── EXERCISE MATERIALS ──
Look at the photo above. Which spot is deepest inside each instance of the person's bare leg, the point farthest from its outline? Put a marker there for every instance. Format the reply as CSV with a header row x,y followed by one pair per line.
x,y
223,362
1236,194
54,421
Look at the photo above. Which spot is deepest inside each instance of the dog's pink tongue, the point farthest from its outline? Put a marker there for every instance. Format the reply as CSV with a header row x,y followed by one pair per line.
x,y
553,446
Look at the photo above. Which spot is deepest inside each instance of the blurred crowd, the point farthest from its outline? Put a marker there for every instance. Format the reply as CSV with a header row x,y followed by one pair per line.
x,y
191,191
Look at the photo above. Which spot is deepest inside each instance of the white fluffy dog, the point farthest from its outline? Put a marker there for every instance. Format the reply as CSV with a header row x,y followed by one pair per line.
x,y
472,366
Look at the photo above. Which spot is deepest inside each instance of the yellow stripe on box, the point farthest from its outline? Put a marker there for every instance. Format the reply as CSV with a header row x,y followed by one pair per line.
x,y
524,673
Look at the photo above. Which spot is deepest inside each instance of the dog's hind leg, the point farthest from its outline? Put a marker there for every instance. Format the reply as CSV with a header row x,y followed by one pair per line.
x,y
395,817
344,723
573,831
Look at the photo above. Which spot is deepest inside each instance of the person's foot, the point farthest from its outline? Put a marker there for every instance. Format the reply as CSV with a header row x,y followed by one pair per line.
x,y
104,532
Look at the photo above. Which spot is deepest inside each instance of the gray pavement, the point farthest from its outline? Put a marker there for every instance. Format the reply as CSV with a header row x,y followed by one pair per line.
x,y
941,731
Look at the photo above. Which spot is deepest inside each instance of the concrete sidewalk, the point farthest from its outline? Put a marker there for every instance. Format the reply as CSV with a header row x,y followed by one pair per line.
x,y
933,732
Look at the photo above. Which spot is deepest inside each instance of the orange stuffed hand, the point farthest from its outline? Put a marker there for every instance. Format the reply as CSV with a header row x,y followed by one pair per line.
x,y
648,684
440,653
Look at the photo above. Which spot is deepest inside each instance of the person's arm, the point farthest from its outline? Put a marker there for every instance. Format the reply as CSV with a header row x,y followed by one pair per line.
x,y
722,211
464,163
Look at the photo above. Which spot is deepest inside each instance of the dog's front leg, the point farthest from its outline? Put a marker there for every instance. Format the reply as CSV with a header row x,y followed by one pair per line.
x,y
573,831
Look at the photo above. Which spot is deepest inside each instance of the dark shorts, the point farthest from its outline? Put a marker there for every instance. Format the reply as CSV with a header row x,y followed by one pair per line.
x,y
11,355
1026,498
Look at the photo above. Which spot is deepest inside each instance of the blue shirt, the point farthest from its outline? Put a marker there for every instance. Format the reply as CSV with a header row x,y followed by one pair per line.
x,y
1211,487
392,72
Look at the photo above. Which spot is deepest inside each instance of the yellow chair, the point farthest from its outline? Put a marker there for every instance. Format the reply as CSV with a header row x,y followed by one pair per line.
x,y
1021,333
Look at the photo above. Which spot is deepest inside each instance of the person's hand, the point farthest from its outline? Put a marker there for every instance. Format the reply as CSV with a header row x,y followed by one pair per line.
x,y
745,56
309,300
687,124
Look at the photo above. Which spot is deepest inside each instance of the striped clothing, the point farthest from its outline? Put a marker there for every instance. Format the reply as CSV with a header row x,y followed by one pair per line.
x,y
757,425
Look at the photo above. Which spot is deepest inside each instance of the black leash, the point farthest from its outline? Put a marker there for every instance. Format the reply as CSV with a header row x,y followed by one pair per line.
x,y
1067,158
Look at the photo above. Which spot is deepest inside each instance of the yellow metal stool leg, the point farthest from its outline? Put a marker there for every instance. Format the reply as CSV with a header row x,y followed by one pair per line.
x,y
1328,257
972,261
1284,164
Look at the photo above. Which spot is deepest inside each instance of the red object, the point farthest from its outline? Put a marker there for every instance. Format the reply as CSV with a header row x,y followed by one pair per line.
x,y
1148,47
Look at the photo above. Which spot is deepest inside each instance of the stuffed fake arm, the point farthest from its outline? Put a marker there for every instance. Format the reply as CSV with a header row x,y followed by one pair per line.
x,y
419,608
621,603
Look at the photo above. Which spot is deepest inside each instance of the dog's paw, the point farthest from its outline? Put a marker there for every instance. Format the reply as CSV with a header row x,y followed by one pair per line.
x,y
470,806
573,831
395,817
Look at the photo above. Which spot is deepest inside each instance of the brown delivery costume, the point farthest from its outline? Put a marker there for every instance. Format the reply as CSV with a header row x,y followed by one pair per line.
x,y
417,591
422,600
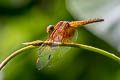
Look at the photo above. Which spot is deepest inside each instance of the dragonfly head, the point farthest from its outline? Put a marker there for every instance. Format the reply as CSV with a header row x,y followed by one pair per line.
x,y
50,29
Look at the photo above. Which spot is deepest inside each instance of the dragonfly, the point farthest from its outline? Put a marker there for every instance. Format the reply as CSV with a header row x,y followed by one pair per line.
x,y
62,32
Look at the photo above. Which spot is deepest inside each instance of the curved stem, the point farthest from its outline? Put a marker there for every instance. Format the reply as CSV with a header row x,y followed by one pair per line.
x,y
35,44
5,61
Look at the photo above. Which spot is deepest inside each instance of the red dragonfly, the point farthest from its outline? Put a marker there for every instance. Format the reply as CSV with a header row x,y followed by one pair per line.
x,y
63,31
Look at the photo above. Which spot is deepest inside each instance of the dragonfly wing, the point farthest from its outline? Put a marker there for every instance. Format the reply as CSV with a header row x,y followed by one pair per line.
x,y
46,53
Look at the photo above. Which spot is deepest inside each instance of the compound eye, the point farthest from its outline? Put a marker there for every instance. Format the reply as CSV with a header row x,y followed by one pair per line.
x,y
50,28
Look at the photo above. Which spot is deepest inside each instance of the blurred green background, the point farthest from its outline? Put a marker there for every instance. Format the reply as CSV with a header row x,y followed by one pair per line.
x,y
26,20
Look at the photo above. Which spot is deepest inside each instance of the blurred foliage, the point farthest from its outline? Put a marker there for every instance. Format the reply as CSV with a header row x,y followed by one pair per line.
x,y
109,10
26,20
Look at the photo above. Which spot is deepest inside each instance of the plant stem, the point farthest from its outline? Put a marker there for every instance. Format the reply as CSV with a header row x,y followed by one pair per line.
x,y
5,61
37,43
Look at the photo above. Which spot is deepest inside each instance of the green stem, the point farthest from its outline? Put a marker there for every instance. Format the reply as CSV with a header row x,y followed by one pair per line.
───
**WORK REQUEST**
Word for word, restate all of the material, omitting the images.

**RESPONSE BOX**
Look at the photo above. Which spot is deepest inside each instance of the person's bare leg, the point farthest from its outline? Put a marker there for every instance. Format the reply as CSV with a header row x,y followed by one pair per line.
x,y
223,362
1236,194
54,421
Look at the photo above. Which spot is deepest inside each instance of the dog's pink tongue, the point farthest from its outline? Put a marker there for every instance. Format the reply as CSV with a header row x,y followed by one pair per line.
x,y
553,446
Look at the photo above. Which spot is deepest inside each instance of the blurred crowd, the point farthest from its outline? Put a marker there for every instance. Format the reply as CSV with a header row x,y followed by one pair per line.
x,y
191,191
Look at the photo above. Which spot is deepest inside each instance of the white fluffy dog, the point farthest from its outline? Put a marker there for every instance. Format the reply as CSV with a header row x,y followed by one pair per line.
x,y
472,366
Look at the photo above. Which spot is deepest inside each instance of the yellow stripe on box, the point farthest from its outline? Put a marker there for every instance. Format the reply as CSV with a header row x,y followed by one pair per line.
x,y
524,673
Look at the photo above. Which spot is deepest inside each instance of the dog's hind leg, the point farthest from its outline? Put a marker there for every instance. Format the reply as CSV with a header row x,y followed by one pair per line.
x,y
395,817
344,723
573,831
Look at the photo above. Which spot is deepest inside each instance of the person's foot, the point farthest from its outline? Put a marker there for every instance. Format the reply as CSV with a header row x,y followed by one pair per line.
x,y
104,532
Look at the photo above. Which spot is deepest inside each instance of the gray pavement, the point farthest from its outline? Put a marker there for every instance. Format the reply as CSV with a header row x,y followed by one pair per line.
x,y
941,731
Look at the photo above. Which spot is deepest inside each instance of the concrete sidewalk, the point farthest from its outline? Put a marker there for every instance. Format the reply as CSV with a header row x,y followed by one pair per line.
x,y
933,732
Look at the photo above. Which spot is deepest inside each instance of the orange stuffed hand, the point farthest from its outline? Put a marker there for every instance. Format the reply as CSV with a header row x,y followed by one pair per line.
x,y
648,684
440,653
Look at the photo above. Which spot is deepest inside each instance of the person's arm, the point farthest from its outline? Put a marker there for every instance. Format the reply as CSV with a header row x,y followed by one pair per line.
x,y
722,211
464,163
Look at the photo above. Which spot is deepest inside each instance of the dog's front leg, the point farthest from its outline? Put a marker there for every instance. Format the reply as CSV with a header row x,y followed by one pair per line.
x,y
573,831
Look at the photo above. Which spot is deepest inside each instance of the dark shorts, the point farthest from its outline? Put a marker there for every instance. Format the reply as CSV with a header row x,y followed by one pair per line.
x,y
11,355
1026,498
Look at the photo above. Which spot is deepest inside each instance of the blue shirt, the point farthest from its outline? Put a marker there for every instance. Format the reply as CSV with a header row x,y followed by one pair per line.
x,y
1211,487
392,72
Look at the photo above. Which spot is deepest inside each instance of the yellow chair, the point farthest from its outline? Put a marker there for every instance. Format the reply as CSV with a header row x,y followed by one pair per line.
x,y
1021,333
Look at the photo above. Which spot is deepest inside each instance of the person's hand, the point farthest from its outline? Put a marker there for every instance. Format the reply as CSV with a header row x,y followed by one pair per line.
x,y
745,56
309,300
687,124
Look at the photo above. Which spot is deepest inside each instance of the striped clothing, the point farthest from its outline? Put a marker there for every instance. Format the reply as CSV with a header row x,y followed by one pair per line.
x,y
757,425
Look at the photo above. Which spot is deepest inside each instance of the black leash, the point farthest from its outline? Put a marker there for every instance. Format the reply as CSV with a header row x,y followed by one pair per line.
x,y
1067,158
Look at the photo above. Which spot is deepest inside each instance of the yellow metal stool leg, the point farthest from its outline? Put a marker there for every instance. Format the reply as CSV with a header row x,y followed by one pair per line.
x,y
1328,257
972,261
1284,164
Look at the photo above. Which spot is deepest inside each instance of the red object, the point farthest from its outline? Put a marker there for every instance. Format the reply as CSV with a header row x,y followed by one pair per line.
x,y
1148,47
Look at the photo above. Which spot is deepest inside each instance of the stuffed fake arm, the point farthest from its outline? Put a marker there for every instance. Format the reply as CSV with a header row x,y followed by one pair per line.
x,y
419,608
621,603
Look at the photo above. Which spot is deepest inside each instance of the dog's paw, the point farthest from its outline? Put a marker there for every instance. Format the reply as CSV with a header row x,y followed by one pair per line.
x,y
470,806
573,831
395,817
Look at the photo above. Which spot is deepest inside each instance of the brown delivery costume, the point farthest from its outline? Put a marker there for every instance. Format the reply as CSV with a header row x,y followed by one pair per line.
x,y
417,591
422,600
Look at the photo above. Which spot is deepest inside each instance of the dragonfly head, the point farthest from its outline? Put a marker there for every instance. Format the reply as CSV with a header row x,y followed by one pair per line.
x,y
50,29
Look at the photo above. Which spot is deepest inside each instance of the dragonfly, the point farthest from its outline? Put a marker there for every instance. Format the reply as CSV with a header row x,y followed by one pair per line.
x,y
62,32
Look at the photo above. Which spot is deepest inside each instance of the curved stem, the point farthest from its outline? Put a marker there for every instance. Format the reply as CSV with a header row x,y followed by one pair per line.
x,y
35,44
5,61
Look at the photo above. Which spot is deepest inside each instance of the red dragonfly, the point farthest from its outline? Put a marker there for every instance. Format the reply as CSV with a header row x,y followed by one pair per line.
x,y
63,31
Look at the photo above. Which spot is deepest inside each instance of the dragonfly wing, the point farthest from its outline? Put a marker there for every instance. Format the reply as CSV with a header row x,y followed by one pair per line.
x,y
46,53
Look at the photo above. Which spot is deepest inside each instance of the compound eye, the point farthest from its outline? Put a marker there for every instance. Format the reply as CSV with a header row x,y followed by one pair per line.
x,y
50,28
Look at the photo above. Which spot is deepest inside each instance of the blurred green background, the point farthest from its outline? Put a marker there for every instance. Format the reply as CSV with a header row x,y followed by one pair per line.
x,y
26,20
Look at the photo above. Which spot is deepest inside each instance of the blurred foliage, the point farthest from its outline? Put a marker there for every instance. Format the reply as CSV with a header row x,y followed by one pair per line.
x,y
109,10
26,20
Look at the photo above. Which spot is deepest inside each instance of the plant stem, the point farthest from its outline? Put a marker there for every instance. Format the reply as CSV with a header row x,y followed by one pair per line.
x,y
5,61
37,43
Look at the photo above. Which spot is deepest inside each instance of the green stem, the point farthest from its outline? Put a marker there for every instance. Format the reply as CSV with a header row x,y followed by one pair per line.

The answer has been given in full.